▶ TASK OBJECTIVE:
The lines to return are the one containing "pallet shown in this photo." and all that follow it in the entries below, duplicated exactly and nothing else.
DATASET EXTRACT Block Start
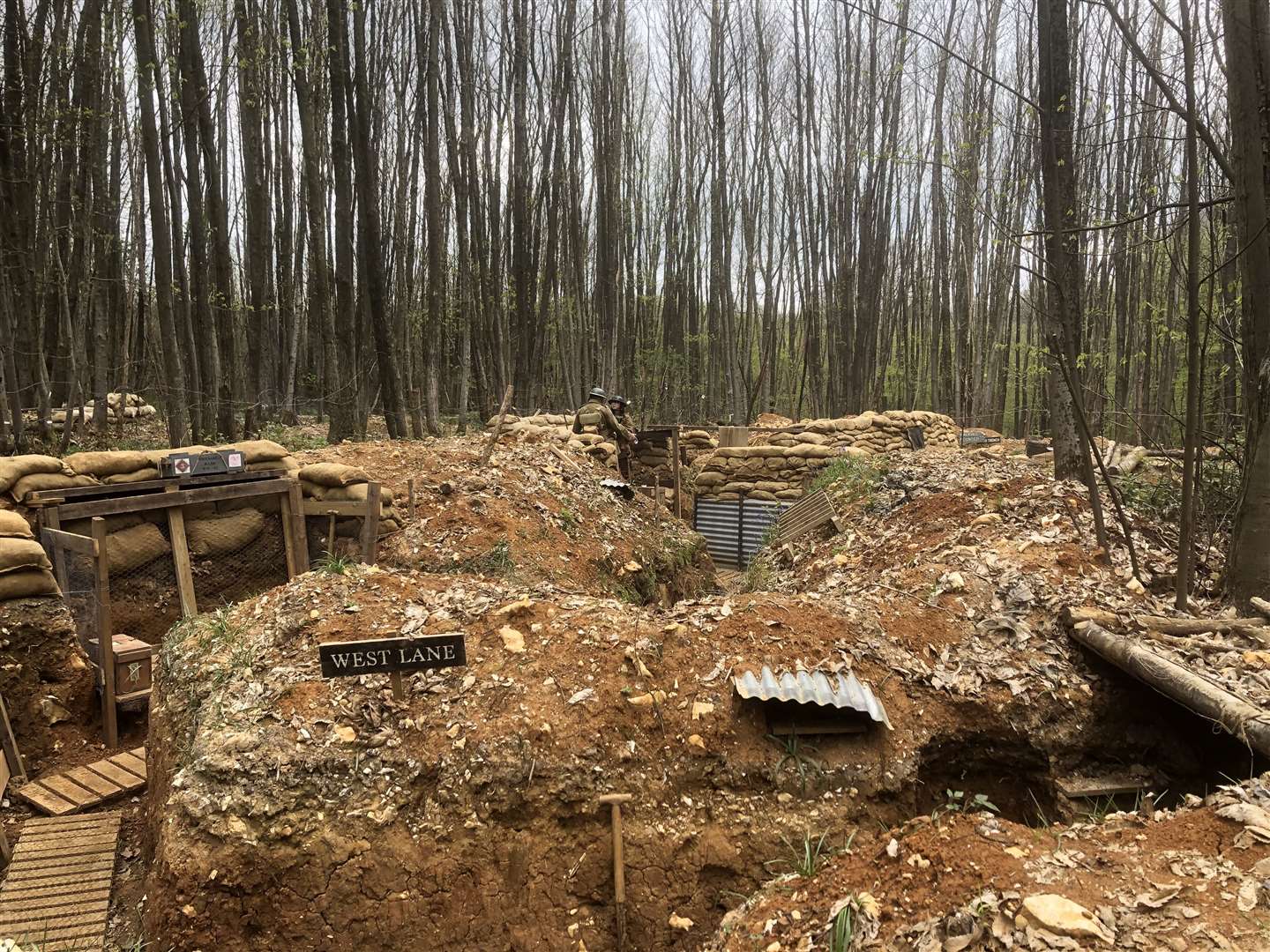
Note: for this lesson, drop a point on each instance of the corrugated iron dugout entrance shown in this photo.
(736, 530)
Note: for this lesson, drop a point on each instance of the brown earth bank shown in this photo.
(292, 810)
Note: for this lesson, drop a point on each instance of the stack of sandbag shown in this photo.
(337, 482)
(23, 475)
(25, 569)
(696, 443)
(761, 472)
(127, 406)
(875, 432)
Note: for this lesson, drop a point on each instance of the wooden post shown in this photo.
(292, 530)
(675, 471)
(181, 560)
(498, 428)
(104, 635)
(11, 756)
(49, 519)
(371, 524)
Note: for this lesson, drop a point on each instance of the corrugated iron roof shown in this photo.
(811, 688)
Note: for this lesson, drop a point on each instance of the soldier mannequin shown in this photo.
(617, 404)
(594, 417)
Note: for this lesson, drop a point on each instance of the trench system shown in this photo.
(1012, 758)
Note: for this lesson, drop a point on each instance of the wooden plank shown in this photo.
(288, 510)
(126, 779)
(130, 762)
(9, 752)
(66, 902)
(70, 790)
(61, 897)
(104, 636)
(45, 800)
(317, 507)
(371, 524)
(94, 782)
(181, 562)
(268, 487)
(80, 545)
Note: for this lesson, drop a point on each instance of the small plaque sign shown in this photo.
(346, 659)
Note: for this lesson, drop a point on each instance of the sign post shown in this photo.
(348, 659)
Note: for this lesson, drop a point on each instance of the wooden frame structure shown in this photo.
(94, 502)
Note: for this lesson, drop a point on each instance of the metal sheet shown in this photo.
(719, 522)
(757, 518)
(811, 688)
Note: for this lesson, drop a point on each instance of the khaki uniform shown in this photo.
(594, 417)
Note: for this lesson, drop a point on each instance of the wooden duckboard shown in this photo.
(57, 891)
(84, 787)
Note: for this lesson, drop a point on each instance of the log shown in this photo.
(1249, 724)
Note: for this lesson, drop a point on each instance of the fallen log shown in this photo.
(1074, 614)
(1249, 724)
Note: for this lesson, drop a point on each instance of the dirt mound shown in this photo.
(45, 677)
(530, 516)
(1149, 879)
(288, 810)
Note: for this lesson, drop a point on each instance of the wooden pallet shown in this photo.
(57, 891)
(84, 787)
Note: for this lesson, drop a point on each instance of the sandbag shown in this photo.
(357, 493)
(107, 464)
(286, 464)
(258, 450)
(22, 554)
(14, 467)
(42, 481)
(131, 548)
(333, 475)
(14, 524)
(147, 472)
(224, 534)
(26, 583)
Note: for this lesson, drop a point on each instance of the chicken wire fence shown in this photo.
(145, 598)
DATASET EXTRACT Block End
▶ WRITTEN SOLUTION:
Note: for this lesson, drop a point on each instance of the wooden pallet shown in this photo.
(57, 891)
(84, 787)
Note: for this lesson, drop a point on each instance of the sandbag shown in this photo.
(357, 493)
(107, 464)
(286, 464)
(258, 450)
(22, 554)
(14, 467)
(42, 481)
(131, 548)
(333, 475)
(14, 524)
(147, 472)
(224, 534)
(26, 583)
Note: for this lesson, drop a point on each instance of the chicken wire fence shown in this photo.
(145, 598)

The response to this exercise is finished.